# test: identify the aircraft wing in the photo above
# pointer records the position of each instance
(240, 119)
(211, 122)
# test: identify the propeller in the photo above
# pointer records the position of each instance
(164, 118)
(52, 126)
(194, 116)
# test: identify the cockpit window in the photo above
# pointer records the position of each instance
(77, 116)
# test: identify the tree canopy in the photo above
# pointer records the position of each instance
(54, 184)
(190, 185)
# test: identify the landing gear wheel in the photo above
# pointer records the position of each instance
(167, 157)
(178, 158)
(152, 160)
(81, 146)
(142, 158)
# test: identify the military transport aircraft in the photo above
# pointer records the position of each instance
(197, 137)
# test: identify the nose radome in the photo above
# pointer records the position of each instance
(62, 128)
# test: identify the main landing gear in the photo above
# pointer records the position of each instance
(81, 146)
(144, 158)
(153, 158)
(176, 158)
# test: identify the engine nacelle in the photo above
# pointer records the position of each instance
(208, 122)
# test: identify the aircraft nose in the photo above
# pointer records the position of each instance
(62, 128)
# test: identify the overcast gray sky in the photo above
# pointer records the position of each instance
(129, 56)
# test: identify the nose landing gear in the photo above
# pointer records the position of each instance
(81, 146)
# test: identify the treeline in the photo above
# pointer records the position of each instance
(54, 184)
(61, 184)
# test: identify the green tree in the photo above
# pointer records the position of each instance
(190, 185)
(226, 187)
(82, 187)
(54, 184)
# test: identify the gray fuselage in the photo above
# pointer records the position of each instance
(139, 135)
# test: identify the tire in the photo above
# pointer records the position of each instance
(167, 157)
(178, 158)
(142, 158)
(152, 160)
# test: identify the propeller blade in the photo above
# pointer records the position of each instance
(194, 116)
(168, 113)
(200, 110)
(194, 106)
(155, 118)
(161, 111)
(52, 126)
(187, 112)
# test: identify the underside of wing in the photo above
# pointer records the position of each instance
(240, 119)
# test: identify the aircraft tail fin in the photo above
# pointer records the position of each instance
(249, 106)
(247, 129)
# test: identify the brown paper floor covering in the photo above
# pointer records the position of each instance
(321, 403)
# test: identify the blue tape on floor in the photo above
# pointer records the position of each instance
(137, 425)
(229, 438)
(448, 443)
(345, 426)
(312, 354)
════════════════════
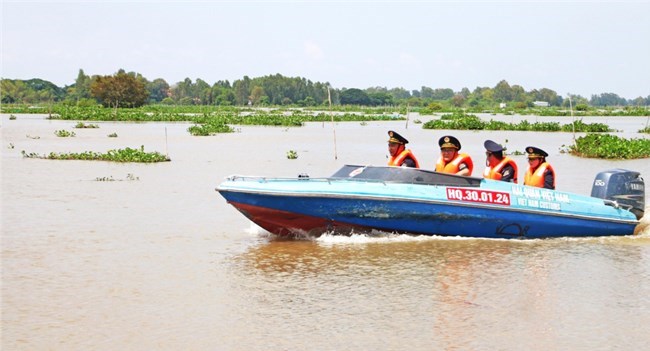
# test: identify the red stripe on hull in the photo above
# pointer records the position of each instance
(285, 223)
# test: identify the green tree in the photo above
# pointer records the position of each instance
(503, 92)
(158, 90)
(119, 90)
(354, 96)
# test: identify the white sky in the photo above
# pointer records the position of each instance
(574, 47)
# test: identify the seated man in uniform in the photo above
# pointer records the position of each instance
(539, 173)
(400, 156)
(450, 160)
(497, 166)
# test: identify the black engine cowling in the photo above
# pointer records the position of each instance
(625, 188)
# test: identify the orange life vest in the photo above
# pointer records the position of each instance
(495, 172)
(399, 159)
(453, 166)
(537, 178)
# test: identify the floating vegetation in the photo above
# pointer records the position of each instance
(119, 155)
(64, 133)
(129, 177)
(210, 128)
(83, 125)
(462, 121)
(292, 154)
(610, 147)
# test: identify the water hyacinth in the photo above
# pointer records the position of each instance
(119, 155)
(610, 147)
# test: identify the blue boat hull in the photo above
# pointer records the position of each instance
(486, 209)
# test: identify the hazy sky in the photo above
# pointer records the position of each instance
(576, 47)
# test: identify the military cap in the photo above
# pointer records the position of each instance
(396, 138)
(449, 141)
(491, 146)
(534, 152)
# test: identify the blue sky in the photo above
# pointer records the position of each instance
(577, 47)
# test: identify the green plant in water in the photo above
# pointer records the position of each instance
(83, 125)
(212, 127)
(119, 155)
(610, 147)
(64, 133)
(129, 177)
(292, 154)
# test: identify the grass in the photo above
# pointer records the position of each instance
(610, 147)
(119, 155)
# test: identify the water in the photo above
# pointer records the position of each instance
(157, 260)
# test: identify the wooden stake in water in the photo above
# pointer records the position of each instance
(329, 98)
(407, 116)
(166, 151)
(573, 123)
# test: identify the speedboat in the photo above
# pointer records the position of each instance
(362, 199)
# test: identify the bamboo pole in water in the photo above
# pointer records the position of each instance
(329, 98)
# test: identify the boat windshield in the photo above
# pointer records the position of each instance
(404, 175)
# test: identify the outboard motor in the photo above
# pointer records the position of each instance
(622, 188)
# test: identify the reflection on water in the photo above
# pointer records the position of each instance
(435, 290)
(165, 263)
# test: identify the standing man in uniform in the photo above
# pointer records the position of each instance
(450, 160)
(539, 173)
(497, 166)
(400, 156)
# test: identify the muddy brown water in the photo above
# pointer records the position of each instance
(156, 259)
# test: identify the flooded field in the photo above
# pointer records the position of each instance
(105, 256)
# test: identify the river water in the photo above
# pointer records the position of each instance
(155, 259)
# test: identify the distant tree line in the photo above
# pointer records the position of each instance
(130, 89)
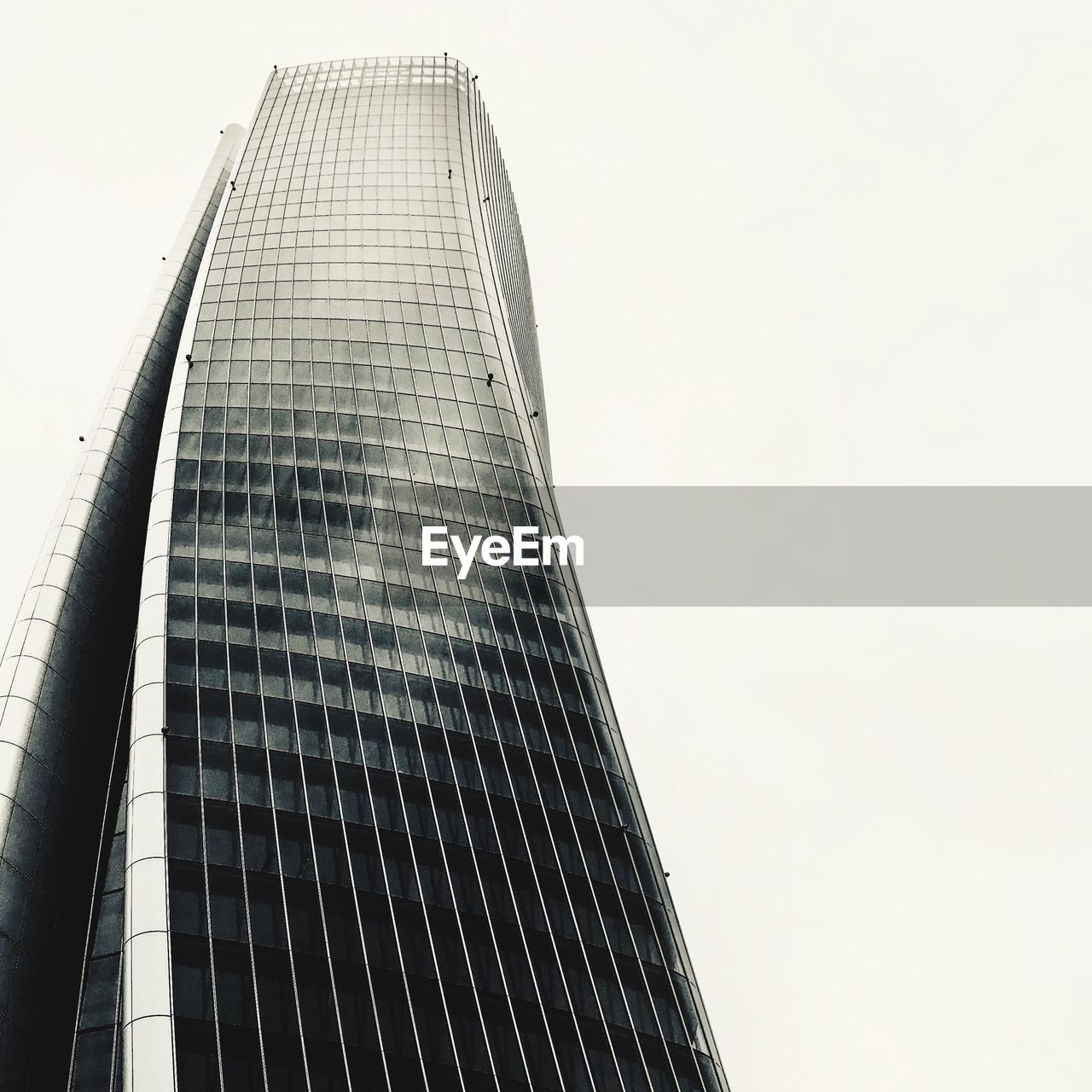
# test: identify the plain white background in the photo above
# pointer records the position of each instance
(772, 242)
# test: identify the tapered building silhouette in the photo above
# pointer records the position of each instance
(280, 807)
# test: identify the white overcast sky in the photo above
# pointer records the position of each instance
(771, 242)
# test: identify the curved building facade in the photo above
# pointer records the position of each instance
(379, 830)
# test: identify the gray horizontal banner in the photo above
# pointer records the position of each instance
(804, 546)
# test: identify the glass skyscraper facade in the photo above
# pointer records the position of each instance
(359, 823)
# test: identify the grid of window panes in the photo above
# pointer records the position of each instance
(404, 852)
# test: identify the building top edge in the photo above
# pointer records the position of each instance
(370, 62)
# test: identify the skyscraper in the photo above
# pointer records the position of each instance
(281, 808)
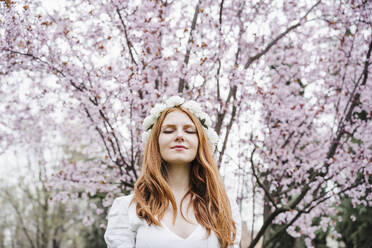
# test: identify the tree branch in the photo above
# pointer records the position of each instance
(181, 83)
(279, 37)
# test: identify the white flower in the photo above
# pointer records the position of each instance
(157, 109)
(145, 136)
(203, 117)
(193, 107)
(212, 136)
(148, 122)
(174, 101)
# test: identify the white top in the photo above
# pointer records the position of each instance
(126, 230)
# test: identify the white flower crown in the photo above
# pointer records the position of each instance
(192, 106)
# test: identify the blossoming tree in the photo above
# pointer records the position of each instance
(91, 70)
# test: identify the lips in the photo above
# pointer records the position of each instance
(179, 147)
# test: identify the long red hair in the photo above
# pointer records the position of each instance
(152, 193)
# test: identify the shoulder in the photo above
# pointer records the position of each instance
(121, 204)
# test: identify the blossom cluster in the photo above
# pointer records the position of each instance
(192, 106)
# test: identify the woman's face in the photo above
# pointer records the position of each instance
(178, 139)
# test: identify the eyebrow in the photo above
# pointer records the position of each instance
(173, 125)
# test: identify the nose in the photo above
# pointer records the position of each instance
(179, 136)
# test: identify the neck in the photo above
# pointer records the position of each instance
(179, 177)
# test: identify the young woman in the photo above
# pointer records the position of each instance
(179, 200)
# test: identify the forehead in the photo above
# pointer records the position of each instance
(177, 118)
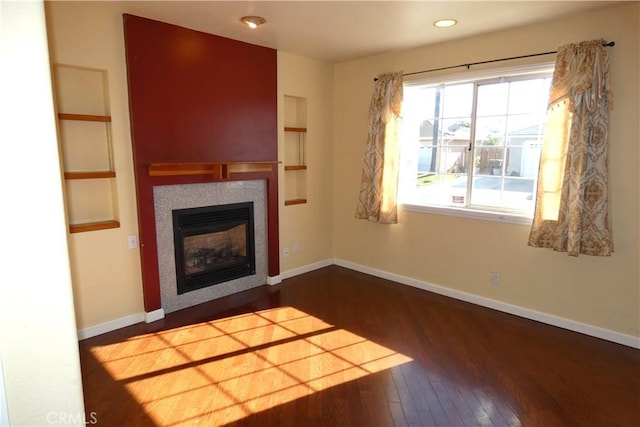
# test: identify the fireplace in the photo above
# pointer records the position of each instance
════════════════════
**Task objective**:
Reproduce exactly, and with no other material, the lines between those holding "# test: identify the wooden" and "# test: identify the muddy", inclusive.

**Answer for the task**:
# test: identify the wooden stake in water in the photo above
# pointer records the position of each instance
(329, 98)
(407, 116)
(166, 151)
(573, 123)
# test: identify the speedboat in the photo above
# pointer records the position of each instance
(362, 199)
# test: identify the bamboo pole in water in the photo above
# pointer records the position of each instance
(329, 98)
# test: identify the boat windshield in the photo above
# pointer records the position of each instance
(404, 175)
# test: identify the outboard motor in the photo above
# pointer records the position of each instance
(622, 188)
# test: identify the reflection on water in the photo above
# pointer records the position of each instance
(435, 290)
(165, 263)
# test: identify the standing man in uniform in the photo above
# pointer records the position of each instance
(450, 160)
(539, 173)
(497, 166)
(400, 156)
# test: identify the muddy brown water in the photo above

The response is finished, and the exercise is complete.